#### [Directions for this task]
Below are some records. Output the lines from the first one through the line that holds "x=126, y=227", exactly as written, with no pictures.

#### [Data for this exercise]
________

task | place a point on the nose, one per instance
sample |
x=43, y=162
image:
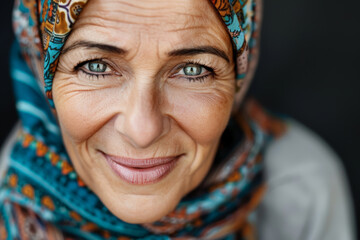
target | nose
x=142, y=123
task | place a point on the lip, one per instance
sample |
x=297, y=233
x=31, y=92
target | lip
x=141, y=171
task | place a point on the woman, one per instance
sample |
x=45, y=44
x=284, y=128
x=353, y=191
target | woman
x=132, y=142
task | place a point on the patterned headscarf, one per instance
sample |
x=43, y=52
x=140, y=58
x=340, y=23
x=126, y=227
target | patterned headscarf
x=42, y=197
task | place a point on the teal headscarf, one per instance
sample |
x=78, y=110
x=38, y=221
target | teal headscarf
x=41, y=188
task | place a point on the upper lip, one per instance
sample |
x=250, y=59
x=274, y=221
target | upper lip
x=141, y=163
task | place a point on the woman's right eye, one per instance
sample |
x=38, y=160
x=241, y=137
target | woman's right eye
x=96, y=68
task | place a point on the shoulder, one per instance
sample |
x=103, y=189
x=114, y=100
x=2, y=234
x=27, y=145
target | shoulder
x=307, y=196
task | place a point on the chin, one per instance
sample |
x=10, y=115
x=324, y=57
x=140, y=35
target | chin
x=142, y=209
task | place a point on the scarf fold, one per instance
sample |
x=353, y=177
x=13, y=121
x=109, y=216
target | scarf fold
x=42, y=197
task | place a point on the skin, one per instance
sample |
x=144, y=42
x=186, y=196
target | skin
x=144, y=107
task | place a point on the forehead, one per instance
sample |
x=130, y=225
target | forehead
x=172, y=21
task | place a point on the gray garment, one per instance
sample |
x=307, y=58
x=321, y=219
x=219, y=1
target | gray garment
x=308, y=196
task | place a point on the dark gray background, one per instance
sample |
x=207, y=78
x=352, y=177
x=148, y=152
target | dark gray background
x=309, y=69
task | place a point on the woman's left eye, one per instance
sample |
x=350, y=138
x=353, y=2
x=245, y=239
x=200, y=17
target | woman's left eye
x=194, y=72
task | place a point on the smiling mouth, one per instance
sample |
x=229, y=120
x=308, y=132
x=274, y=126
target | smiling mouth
x=141, y=171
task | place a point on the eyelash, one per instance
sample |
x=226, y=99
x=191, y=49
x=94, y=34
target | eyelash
x=202, y=78
x=78, y=67
x=199, y=78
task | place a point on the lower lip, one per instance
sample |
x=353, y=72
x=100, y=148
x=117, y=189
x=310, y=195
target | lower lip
x=142, y=176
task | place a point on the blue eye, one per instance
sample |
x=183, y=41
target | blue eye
x=97, y=67
x=193, y=70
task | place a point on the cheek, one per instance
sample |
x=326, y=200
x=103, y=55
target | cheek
x=203, y=116
x=78, y=110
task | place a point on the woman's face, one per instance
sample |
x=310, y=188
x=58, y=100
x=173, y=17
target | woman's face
x=143, y=92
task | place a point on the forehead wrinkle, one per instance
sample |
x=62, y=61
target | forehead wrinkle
x=164, y=18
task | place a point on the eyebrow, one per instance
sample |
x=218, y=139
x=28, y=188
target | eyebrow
x=200, y=50
x=88, y=44
x=177, y=52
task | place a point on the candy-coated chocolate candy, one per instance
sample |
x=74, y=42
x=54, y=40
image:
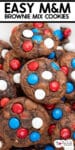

________

#### [Written answer]
task | place a point on the nose, one per instance
sample |
x=43, y=162
image:
target | nose
x=142, y=123
task | place a point on the lip, one per instance
sample |
x=297, y=233
x=31, y=92
target | lip
x=141, y=171
task | place a point on the woman, one per instance
sample |
x=45, y=44
x=284, y=128
x=353, y=191
target | woman
x=132, y=142
task | place a point on the patterned headscarf, one per instance
sample |
x=43, y=52
x=140, y=58
x=340, y=23
x=126, y=227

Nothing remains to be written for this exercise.